[Task prompt]: In the thread about Wildfire and Active Directory, copy the passage starting with "Right after my" and going on through "within the tag.".

[Given passage]:
┄┄┄┄┄┄
Wildfire with ActiveDirectory LDAP hangs the wildfire server

First off, thanks to everyone who’'s answering problems here, in less than 4 hours I was able to get wildfire configured to use active directory by looking at answers to other people questions.

Now I have a system where its a very large active directory with lots and lots of users.

I do a tail -f debug.log | grep sAMAccountName to watch my login.

Right after my authentication is done and hits the logs, tons of other authentications start to pour into the logs. This is after I have removed the enableDebug from within the tag.

The wildfire server seems to get so overloaded that /etc/init.d/wildfire stop is not able to stop it. I have to reboot. This was true both with and without the ldap.enableDebug tag. Here are my current ldap/debugging/database setttings.

/code

Thanks,

Joel Schaubert

Message was edited by: bikeracer4700

Message was edited by: bikeracer4700

Message was edited by: bikeracer4700

Hi Joel,

would you please edit your post and put the file contents between and ?

LG

Done.

Bummer that there’'s no easy way to get the angle brackets and other parts of the xml to come through. Neither pre nor code tags did the trick.

Joel

joel,

I think, you have not done it right yet.

lots and lots of code /code

It should be like that.

regards,

wmhtet

Well, for me it looks like this using the code tag. I hope that bold[/b], italic[/i] or underline[/u] (left of spell check) are working for you?

/code

Oh now that’'s just sweet lookin.

I was trying to use html style angle backets around the word code.

Using squares is much better, thanks.

If your config is what you used to start, may I say that your adminDN might contribute to the problem. You are entering the user name, not the distinguished name (which should be of same format[/i] of your baseDN).
┄┄┄┄┄┄
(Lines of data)
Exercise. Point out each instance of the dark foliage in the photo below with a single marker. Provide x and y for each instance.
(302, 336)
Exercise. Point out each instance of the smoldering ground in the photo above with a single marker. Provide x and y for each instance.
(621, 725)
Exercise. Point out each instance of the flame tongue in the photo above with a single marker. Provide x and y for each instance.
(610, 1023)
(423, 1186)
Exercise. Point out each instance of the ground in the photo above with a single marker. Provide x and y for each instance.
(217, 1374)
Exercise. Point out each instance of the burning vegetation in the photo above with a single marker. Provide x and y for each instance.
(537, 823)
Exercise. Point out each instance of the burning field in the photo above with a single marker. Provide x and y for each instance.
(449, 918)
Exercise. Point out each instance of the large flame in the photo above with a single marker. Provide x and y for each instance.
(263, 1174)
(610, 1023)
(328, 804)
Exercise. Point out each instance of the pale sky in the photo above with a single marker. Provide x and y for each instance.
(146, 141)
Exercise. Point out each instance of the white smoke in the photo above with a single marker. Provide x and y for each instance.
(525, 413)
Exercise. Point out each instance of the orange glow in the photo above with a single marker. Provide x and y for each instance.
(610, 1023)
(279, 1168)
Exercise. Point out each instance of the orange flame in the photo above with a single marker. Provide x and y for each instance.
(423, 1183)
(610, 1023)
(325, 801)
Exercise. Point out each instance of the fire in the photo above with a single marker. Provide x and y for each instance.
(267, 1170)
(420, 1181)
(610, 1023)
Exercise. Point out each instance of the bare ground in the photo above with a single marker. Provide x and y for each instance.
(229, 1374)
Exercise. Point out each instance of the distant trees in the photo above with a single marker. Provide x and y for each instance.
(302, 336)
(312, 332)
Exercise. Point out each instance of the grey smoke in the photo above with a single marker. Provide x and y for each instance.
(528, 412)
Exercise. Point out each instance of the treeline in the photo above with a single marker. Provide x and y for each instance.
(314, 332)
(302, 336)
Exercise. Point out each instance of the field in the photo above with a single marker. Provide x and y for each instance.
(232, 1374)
┄┄┄┄┄┄
[Exercise solution]:
Right after my authentication is done and hits the logs, tons of other authentications start to pour into the logs. This is after I have removed the enableDebug from within the tag.